Text shown -
+--
Models in Times of Uncertainty
Data models seem to represent the real world, but a model can be misleading if the relationship between truth and information is not understood.
- By Barry Devlin
- February 1, 2019
If you consider data modeling to be an abstruse and arcane (albeit, necessary) process in database design, get your hard hat on now; we must drill much deeper into the abstract to define what "facts" really mean in today's digital business.
Data modeling emerged in the 1970s as a means of ensuring that databases, particularly relational ones, were internally consistent and mathematically sound. However, Peter Chen's seminal 1976 paper on the entity-relationship model adds: "This model incorporates some of the important semantic information about the real world." Since then, data models have become central artifacts in information systems design for the real world, but few practitioners now recall that phrase some of in Chen's description. It's really important.
Wikipedia's definition of a (scientific) model as "a simplified and idealized understanding of physical systems" reiterates the point. As digital business increasingly blurs the line between internal data processing systems and the online and physical worlds, we must focus on where the simplifications and idealizations are now too limiting or even misleading.
+--
(Dataset items)
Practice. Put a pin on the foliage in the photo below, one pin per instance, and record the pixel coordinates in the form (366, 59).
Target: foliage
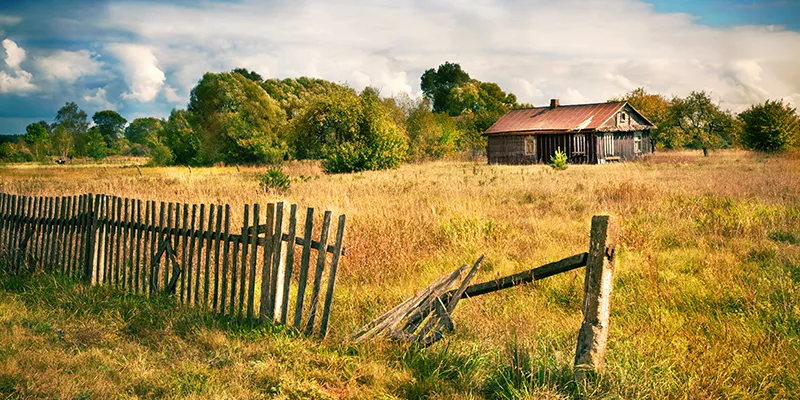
(431, 135)
(701, 123)
(274, 180)
(73, 119)
(141, 129)
(179, 135)
(96, 147)
(295, 94)
(62, 142)
(771, 126)
(438, 83)
(559, 160)
(110, 124)
(237, 121)
(352, 133)
(656, 108)
(38, 140)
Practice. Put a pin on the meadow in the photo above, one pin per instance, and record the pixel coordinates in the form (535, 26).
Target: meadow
(706, 300)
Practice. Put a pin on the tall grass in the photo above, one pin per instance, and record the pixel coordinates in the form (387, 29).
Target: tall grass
(706, 299)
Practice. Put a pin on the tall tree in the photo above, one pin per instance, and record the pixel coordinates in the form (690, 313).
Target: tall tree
(37, 140)
(73, 119)
(437, 84)
(237, 120)
(62, 142)
(110, 124)
(654, 107)
(701, 121)
(771, 126)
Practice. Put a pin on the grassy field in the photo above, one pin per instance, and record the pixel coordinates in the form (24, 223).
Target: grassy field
+--
What you have to do -
Continue the article on data models from the point at which it ends, following on from its final sentence.

Exercise answer -
Missing from the Model
Traditional data modeling only addresses the current moment in time, as if nothing ever changes. Time is certainly not of the essence. I've previously written about the challenges of handling temporal data in databases and data lakes. Although progress continues in database technology, many data warehouse implementations still rely on the outdated and imperfect approaches of Kimball and Inmon. Data lakes lag further behind.
At a deeper level, models only deal in the present tense. An entity, such as customer or product, is declared at modeling time. As business goes digital, even these seemingly fundamental definitions may need to change on multiple occasions. Managing such change is currently left to application developers without any theoretical guidance.
However, there exists an even deeper level of theory that modelers of digital businesses must address. What is the nature of the "things" we write into databases and other data stores? Most of us blithely assume them to be "facts," although few people wonder what a fact is or how we would know if it were "true" or not.
Say What You Mean and Mean What You Say
Lars Rönnbäck, co-inventor of anchor modeling, provides food for thought in a recent article, "The Illusion of a Fact," where he explores whether "the statement 'There are no aliens on the dark side of the moon' [is] a fact." It isn't, but he concludes that "Information, is ... factless and instead has two parts, the pieces of information (posits) and the opinions about the pieces (assertions)."
If you wonder why this is important, I suggest you pay more attention to the plague of disinformation that has infected the Internet in recent years. Reactions such as "stupid readers," "villainous writers," or "immoral social media platforms" entirely miss the point.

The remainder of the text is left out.